**SHORT EXERCISE:** Copy out everything from the line containing "Find the nurse's" down to the last of the lines below, requests included. Multiply each answer coordinate by 0.4 and round it to a whole number, rounding halves up, but leave the numbers in the requests and their format samples as they are.

**DATASET ENTRIES:**
•••••

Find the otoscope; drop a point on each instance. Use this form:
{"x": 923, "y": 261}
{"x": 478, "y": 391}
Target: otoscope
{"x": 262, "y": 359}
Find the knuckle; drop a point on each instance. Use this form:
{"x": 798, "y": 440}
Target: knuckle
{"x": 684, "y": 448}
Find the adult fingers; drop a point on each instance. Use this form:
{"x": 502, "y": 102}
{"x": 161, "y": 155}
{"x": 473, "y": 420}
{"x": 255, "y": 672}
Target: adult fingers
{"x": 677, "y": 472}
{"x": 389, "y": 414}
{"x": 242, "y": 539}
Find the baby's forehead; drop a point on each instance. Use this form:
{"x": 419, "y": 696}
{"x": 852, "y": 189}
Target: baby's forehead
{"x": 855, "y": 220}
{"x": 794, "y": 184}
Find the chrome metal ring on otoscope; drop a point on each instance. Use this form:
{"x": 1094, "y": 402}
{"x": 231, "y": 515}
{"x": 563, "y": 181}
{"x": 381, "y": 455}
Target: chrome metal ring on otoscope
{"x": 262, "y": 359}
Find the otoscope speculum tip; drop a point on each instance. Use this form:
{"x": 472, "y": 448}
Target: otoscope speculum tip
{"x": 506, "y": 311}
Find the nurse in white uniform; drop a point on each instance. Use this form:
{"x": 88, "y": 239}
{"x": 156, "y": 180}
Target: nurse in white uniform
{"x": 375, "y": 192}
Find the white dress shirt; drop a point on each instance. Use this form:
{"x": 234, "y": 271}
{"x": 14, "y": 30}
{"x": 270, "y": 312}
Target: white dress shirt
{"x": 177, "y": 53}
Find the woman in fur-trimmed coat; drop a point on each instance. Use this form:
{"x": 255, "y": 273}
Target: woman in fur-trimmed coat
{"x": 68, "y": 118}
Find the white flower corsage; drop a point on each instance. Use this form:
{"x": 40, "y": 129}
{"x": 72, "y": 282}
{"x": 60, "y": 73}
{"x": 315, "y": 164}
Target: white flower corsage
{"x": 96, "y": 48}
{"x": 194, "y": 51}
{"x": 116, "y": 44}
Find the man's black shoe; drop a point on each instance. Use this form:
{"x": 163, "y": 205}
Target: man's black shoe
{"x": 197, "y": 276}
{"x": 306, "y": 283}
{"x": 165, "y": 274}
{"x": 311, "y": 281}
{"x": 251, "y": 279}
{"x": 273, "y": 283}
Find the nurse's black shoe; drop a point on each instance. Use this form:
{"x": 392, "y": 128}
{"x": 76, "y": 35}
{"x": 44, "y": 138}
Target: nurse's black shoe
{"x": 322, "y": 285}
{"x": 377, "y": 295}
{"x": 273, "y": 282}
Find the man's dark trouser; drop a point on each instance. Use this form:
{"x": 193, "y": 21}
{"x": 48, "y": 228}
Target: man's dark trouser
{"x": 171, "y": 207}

•••••

**THE ANSWER:**
Find the nurse's black shoe; drop a point on each instance. Use this form:
{"x": 392, "y": 128}
{"x": 76, "y": 35}
{"x": 44, "y": 138}
Target: nurse's black shoe
{"x": 129, "y": 114}
{"x": 151, "y": 118}
{"x": 109, "y": 113}
Find the man's dark trouser; drop a point on each instance. Use this form:
{"x": 193, "y": 21}
{"x": 48, "y": 228}
Target: man's dark trouser
{"x": 68, "y": 83}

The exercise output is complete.